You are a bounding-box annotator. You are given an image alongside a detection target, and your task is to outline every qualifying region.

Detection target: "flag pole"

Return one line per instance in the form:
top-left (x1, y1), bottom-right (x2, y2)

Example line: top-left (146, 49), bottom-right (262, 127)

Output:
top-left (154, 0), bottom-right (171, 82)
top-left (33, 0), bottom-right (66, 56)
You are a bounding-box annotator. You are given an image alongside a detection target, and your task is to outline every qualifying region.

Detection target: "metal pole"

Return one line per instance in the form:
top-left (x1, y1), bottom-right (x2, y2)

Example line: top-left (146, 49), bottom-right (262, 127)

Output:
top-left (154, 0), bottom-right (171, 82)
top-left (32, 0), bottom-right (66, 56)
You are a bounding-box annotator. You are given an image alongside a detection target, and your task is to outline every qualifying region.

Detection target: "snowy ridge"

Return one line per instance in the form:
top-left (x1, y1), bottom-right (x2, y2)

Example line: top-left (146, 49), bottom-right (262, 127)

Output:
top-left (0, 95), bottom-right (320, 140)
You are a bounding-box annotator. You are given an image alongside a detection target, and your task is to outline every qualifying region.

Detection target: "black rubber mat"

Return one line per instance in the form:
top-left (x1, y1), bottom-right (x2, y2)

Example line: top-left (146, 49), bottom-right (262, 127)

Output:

-- Task to complete --
How many lines in the entries above contain the word "pole"? Reply with the number alone.

-- Solution --
2